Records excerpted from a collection
** Begin **
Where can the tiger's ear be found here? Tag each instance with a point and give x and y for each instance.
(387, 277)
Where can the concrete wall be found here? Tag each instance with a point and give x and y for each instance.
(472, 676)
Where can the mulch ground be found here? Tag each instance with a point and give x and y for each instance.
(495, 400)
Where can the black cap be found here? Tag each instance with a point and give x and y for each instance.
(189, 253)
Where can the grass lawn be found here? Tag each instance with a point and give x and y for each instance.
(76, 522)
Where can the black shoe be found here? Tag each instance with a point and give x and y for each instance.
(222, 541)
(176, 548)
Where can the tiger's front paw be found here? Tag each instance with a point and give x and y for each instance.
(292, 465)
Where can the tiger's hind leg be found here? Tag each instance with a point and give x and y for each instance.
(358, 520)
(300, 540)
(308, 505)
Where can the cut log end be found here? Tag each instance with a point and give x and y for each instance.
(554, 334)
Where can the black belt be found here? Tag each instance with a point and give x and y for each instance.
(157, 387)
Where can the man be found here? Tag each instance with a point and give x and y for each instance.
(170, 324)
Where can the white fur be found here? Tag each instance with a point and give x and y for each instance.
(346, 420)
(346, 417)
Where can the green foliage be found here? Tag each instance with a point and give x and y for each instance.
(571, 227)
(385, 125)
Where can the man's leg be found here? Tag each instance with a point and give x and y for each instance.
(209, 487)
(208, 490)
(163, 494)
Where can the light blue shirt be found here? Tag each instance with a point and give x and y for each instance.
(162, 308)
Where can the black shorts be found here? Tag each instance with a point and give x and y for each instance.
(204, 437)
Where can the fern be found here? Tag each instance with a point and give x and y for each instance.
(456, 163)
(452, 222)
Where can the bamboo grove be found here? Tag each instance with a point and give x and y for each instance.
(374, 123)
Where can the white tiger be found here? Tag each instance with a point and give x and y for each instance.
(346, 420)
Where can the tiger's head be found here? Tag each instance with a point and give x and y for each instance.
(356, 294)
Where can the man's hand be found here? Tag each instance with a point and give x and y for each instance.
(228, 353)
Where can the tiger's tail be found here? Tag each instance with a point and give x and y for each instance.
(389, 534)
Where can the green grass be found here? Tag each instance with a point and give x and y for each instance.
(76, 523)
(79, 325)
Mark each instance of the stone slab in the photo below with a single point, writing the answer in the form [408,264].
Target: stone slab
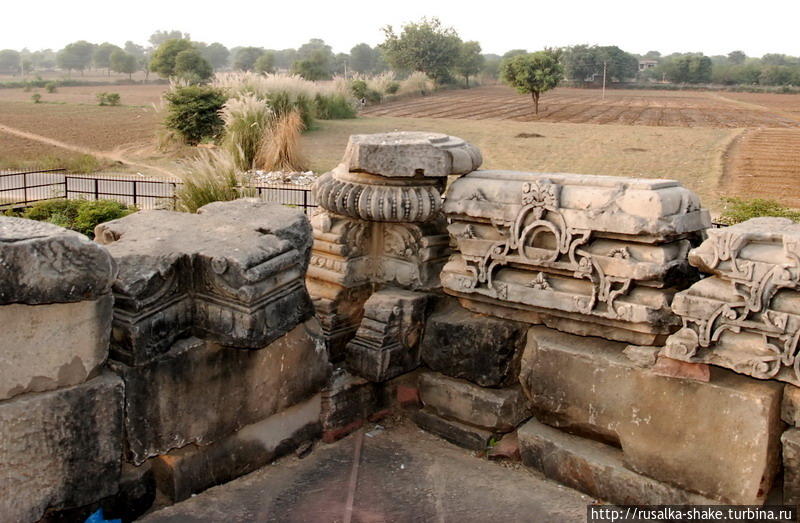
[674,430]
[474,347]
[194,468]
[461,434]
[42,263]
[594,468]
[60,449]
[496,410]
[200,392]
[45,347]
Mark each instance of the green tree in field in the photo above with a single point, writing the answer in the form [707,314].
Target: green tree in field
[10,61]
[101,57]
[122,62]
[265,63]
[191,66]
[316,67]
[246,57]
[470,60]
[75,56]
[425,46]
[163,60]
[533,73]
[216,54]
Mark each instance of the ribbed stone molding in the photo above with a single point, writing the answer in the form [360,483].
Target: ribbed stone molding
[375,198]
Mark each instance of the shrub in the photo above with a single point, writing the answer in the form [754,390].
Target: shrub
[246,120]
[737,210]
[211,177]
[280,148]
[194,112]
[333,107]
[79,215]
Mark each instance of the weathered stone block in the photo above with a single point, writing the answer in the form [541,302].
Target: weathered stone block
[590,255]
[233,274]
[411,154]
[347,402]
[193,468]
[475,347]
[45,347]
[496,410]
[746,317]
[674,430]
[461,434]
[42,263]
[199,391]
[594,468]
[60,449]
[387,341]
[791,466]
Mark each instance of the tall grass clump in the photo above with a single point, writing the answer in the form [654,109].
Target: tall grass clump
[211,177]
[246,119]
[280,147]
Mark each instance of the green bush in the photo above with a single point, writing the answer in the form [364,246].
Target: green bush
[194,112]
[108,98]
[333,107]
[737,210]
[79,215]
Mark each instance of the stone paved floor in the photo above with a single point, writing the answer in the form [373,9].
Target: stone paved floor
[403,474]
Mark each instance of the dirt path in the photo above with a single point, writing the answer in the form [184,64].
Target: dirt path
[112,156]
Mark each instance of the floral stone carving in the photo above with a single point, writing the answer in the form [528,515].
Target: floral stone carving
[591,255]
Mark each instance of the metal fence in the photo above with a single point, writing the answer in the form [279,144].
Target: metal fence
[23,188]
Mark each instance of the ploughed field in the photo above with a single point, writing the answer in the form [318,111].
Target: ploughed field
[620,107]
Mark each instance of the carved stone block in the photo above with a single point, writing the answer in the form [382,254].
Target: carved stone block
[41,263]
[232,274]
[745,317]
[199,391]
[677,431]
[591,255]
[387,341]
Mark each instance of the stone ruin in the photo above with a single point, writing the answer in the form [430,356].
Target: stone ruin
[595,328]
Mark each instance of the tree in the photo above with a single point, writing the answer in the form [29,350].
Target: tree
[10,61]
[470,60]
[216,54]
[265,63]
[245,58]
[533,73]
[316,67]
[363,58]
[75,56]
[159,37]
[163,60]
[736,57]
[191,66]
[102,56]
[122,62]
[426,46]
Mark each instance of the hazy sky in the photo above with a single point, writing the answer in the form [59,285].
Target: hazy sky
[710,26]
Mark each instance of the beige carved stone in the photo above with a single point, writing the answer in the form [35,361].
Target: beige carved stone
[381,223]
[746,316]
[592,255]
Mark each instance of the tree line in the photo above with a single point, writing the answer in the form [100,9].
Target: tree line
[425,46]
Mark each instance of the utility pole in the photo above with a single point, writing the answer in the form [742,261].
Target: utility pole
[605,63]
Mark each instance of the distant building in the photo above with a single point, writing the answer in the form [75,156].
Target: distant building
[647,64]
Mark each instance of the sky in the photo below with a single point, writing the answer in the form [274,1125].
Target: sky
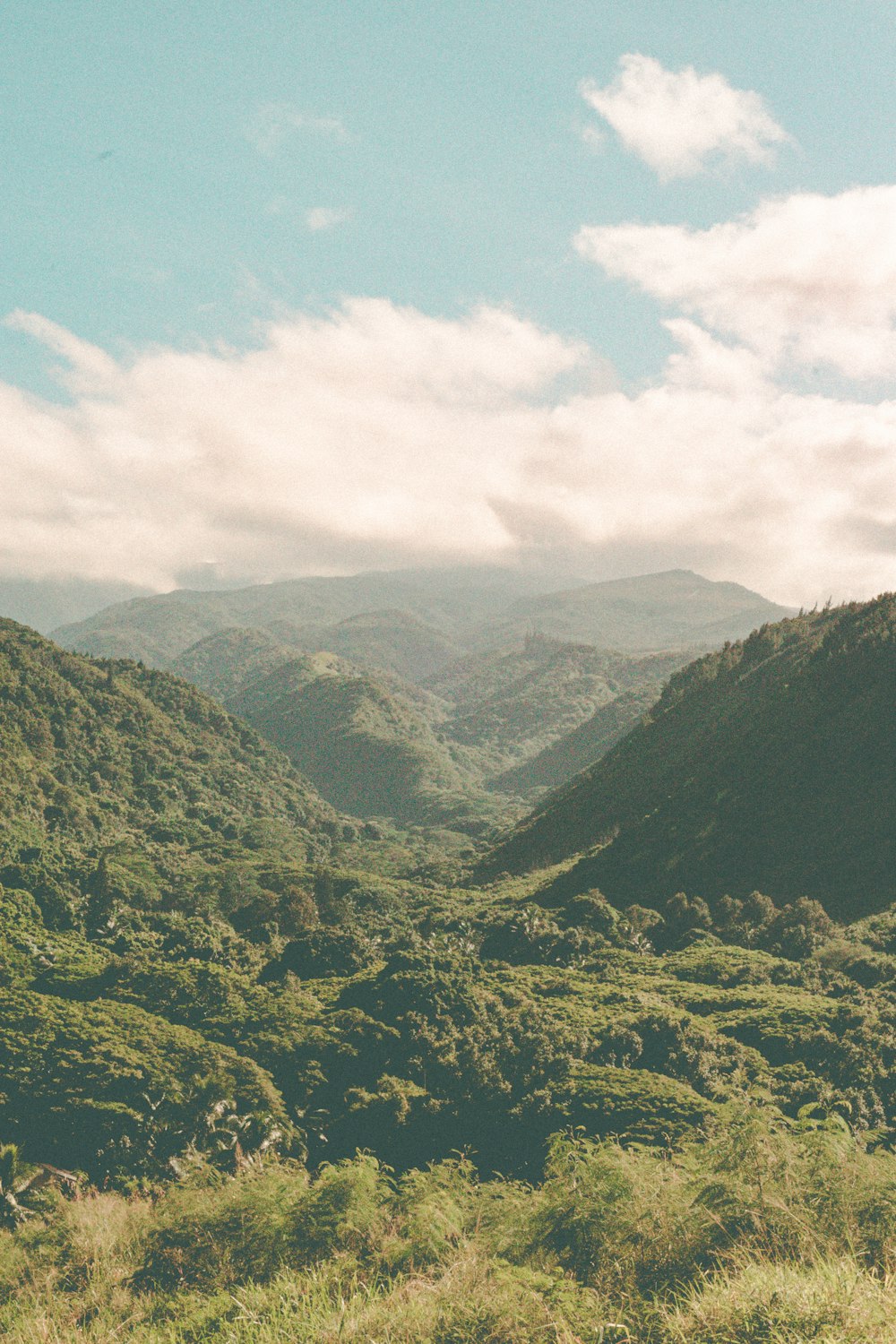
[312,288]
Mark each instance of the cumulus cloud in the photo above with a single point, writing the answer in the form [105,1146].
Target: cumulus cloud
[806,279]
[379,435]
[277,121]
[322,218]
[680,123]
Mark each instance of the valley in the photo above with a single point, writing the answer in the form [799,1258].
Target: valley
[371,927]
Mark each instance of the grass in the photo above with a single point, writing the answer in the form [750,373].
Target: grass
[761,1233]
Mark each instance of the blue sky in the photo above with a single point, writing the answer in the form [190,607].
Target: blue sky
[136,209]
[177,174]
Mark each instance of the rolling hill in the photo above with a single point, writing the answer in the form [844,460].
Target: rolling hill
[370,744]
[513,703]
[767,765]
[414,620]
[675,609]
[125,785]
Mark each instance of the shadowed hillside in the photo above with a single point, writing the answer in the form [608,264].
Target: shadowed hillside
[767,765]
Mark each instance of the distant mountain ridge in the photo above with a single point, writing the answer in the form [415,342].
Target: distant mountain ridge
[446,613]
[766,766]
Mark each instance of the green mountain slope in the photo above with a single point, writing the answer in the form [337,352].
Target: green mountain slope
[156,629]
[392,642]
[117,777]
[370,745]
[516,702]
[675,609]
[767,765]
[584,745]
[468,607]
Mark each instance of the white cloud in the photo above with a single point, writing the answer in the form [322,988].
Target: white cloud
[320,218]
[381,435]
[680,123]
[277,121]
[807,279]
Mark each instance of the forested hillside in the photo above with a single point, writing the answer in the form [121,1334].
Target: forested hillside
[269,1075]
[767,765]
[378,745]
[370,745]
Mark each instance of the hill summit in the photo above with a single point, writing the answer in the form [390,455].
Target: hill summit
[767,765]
** End **
** Begin **
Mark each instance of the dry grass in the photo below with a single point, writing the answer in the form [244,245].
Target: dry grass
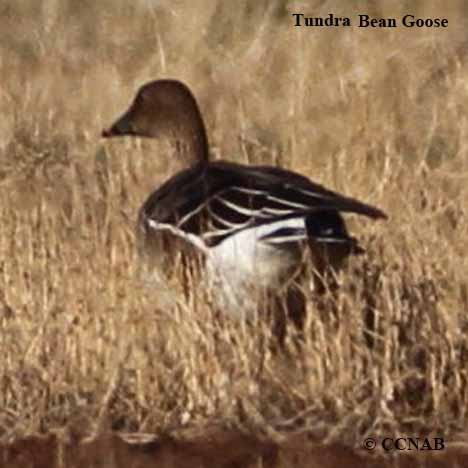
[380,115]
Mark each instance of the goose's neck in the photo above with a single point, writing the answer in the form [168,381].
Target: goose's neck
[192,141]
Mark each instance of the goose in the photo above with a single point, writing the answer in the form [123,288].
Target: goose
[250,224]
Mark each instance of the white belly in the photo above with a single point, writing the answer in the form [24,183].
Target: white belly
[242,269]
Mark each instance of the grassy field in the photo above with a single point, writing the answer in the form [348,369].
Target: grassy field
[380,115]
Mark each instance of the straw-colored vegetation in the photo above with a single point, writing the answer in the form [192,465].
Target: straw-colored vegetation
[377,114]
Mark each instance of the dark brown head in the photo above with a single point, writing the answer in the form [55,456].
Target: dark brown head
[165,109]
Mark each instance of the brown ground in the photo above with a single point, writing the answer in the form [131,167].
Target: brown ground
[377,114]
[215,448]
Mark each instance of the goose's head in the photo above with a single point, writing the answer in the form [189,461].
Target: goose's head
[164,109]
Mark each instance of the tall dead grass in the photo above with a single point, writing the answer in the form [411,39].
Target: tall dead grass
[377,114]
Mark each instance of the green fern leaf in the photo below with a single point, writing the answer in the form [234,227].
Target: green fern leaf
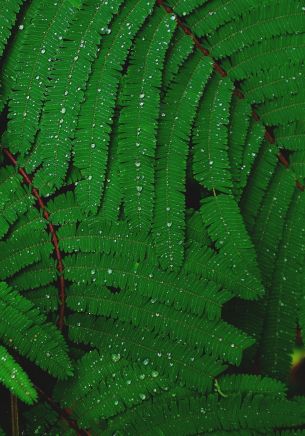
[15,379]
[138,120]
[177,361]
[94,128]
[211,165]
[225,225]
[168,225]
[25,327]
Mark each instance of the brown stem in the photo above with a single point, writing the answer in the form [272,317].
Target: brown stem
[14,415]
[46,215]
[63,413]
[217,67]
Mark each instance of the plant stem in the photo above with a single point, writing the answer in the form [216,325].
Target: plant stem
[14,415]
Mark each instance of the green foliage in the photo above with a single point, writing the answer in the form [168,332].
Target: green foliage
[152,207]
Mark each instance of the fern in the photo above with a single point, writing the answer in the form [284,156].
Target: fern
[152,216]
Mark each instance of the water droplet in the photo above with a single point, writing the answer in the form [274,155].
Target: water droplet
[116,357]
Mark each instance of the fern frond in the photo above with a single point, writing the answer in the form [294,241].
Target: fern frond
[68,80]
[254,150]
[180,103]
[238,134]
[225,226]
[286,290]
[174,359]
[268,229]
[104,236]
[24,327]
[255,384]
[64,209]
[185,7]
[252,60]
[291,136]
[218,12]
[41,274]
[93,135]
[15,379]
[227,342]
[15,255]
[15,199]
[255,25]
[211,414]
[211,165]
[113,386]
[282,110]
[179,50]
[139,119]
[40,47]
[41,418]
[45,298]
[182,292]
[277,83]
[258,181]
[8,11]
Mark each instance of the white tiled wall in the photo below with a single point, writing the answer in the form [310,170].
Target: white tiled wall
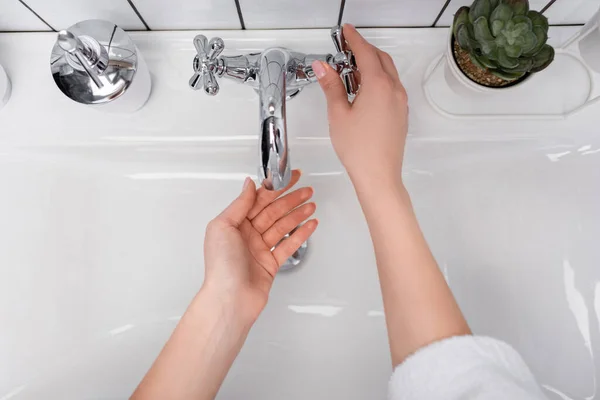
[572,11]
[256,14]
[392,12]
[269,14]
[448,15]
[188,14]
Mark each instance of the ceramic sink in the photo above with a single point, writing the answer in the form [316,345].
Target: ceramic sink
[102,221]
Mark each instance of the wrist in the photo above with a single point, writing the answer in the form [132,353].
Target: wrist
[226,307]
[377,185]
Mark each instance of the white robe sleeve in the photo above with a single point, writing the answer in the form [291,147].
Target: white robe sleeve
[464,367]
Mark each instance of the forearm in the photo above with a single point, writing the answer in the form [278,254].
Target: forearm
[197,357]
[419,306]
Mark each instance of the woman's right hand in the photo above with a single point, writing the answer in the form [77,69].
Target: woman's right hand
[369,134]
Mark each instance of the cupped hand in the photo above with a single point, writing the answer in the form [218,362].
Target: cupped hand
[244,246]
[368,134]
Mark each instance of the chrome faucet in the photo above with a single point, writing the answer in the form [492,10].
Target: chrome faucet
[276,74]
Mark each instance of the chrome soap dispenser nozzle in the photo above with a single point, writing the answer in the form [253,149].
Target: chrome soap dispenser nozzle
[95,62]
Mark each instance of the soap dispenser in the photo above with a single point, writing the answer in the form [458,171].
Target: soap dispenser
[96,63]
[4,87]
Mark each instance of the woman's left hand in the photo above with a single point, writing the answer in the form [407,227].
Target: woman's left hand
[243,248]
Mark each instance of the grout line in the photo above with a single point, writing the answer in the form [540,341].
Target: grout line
** End **
■ **Stated task**: Locate each line in the records that contains the string "forearm", and copy every such line.

■ **Response**:
Mark each instance of the forearm in the photo above with a single point, writing the answer in the form [278,254].
Target: forearm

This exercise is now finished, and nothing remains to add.